SOURCE TEXT:
━━━━━━

What do election results actually measure?

We tend to present election results as divorced from outcomes. But elections have consequences. People get deported. They die in increasing waves of climate disaster. They’re denied gender-affirming medical care. They get sick during a pandemic. They get arrested and shot by racist police departments.

You can’t see that in our results, because they treat the election as a spectator sport we’re just bloodlessly observing.

I’ve become convinced election results are the ultimate View from Nowhere, and I’m increasingly uncomfortable working on them.

So what do we do about it?

Ideally, I would like us to stop displaying real-time results altogether, and we should stop running predictions as a part of our coverage. These things are bad for our relationship with our audience, they’re bad for journalistic standards, and they’re bad for democracy.

But that’s not going to happen in most places (unless you are a politics editor or a reporter with a lot of pull, in which case let’s talk). The addiction to the traffic numbers and the newsroom habits are just too strong. So how do we convince our organizations to be less harmful?

At SRCCON 2021, I asked participants to think about four challenges for better results:

  1. Visual results: Sketch a visualization for results that presents them responsibly.
  2. Data sources: Think about datasets that you have, or would like to have, that could be merged or juxtaposed with election results.
  3. Pre-election coverage: Imagine story ideas or topic areas that would benefit Americans in the run-up to an election. Keep in mind who reads your coverage—and who doesn’t.
  4. Reporting on power: Elections are not just about who wins or loses, but who will face material consequences as a result. How can our reporting reflect that?

━━━━━━

EXTRACTED ENTRIES:
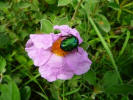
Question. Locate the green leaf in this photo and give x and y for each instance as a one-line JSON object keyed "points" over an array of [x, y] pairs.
{"points": [[51, 1], [63, 2], [25, 93], [102, 22], [120, 89], [9, 91], [114, 6], [110, 78], [46, 26], [4, 5], [61, 21], [4, 40], [90, 77], [2, 64]]}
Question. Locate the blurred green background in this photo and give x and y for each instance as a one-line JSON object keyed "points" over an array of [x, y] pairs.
{"points": [[106, 27]]}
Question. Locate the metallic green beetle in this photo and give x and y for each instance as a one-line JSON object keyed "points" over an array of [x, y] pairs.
{"points": [[69, 43]]}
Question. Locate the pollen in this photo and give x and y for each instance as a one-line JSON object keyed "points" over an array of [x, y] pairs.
{"points": [[56, 48]]}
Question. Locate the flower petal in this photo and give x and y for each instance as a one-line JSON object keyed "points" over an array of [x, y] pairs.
{"points": [[39, 56], [55, 69], [42, 40], [66, 30], [78, 61]]}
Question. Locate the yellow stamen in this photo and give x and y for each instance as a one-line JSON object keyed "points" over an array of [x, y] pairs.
{"points": [[56, 48]]}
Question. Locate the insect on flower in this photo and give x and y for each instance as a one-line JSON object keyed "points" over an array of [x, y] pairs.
{"points": [[58, 56]]}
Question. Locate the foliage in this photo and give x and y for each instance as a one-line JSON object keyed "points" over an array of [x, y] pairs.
{"points": [[112, 19]]}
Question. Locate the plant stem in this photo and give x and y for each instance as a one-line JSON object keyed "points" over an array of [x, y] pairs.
{"points": [[106, 48]]}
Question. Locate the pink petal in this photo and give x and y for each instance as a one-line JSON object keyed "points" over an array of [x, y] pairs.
{"points": [[55, 69], [78, 61], [66, 30], [39, 56], [42, 40]]}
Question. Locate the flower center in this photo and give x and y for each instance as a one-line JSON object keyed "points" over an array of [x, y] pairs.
{"points": [[56, 48]]}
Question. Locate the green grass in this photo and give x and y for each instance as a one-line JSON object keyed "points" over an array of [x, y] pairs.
{"points": [[106, 27]]}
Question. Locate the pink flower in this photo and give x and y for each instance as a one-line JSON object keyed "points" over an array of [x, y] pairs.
{"points": [[53, 62]]}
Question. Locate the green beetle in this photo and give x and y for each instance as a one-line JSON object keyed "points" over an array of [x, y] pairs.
{"points": [[69, 43]]}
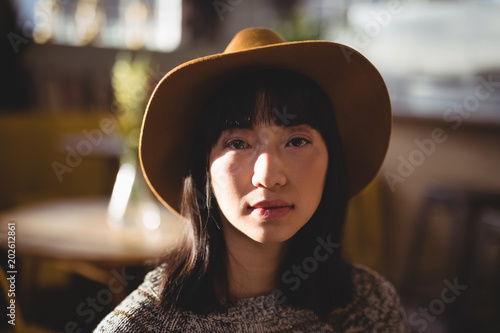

━━━━━━

Resume the election-results essay above, picking up after the fourth SRCCON 2021 challenge and keeping its first-person voice.

YOUR RESPONSE:
In response, participants spoke about ways to bring new context to our elections. For example, reporting on misinformation should stress historical context, noting that the myths about voter fraud have persisted without evidence for decades. Likewise, coverage of state and local election laws that influence elections needs to be a priority in newsrooms—not just before the election, but afterward. As new, restrictive voting laws are passed, retrospectives about their impact on elections will be a crucial part of holding the process accountable and enabling democracy to recover.

While it may be tough to convince newsrooms to change their approach overnight, we can start to move the Overton window within our field toward equity. To that end, there are concrete steps that newsrooms can start to take now, ahead of 2022, to start that shift:

First, consider the election as a process, not an event. Plan for sustainable coverage before and after election night. Align your engagement goals toward creating loyal audiences from your coverage, not just capitalizing on a burst of traffic and attempts to “win the night.” On data teams, diversify your data sources to bring in rich additional context for readers around all of voting, not just a count of current votes.

Next, slow down and reduce drama for drama’s sake. Hold results displays until a large portion (say, 50% or 75%) of votes are counted, so that you’re not just showing people the wild swings from the early returns. Reconsider maps and visuals that play to narratives of a polarized country, and instead highlight issues like the time delay of full tabulation, population density and voting patterns, or who doesn’t vote (and why).

Finally, make a place in your reporting for service journalism. Think about how to answer reader questions in a way that strengthens democracy. Where do I go to vote? What are my voting rights? How do I check if I’ve been dropped from the polls? How do I guard myself against laws and activism meant to disenfranchise me?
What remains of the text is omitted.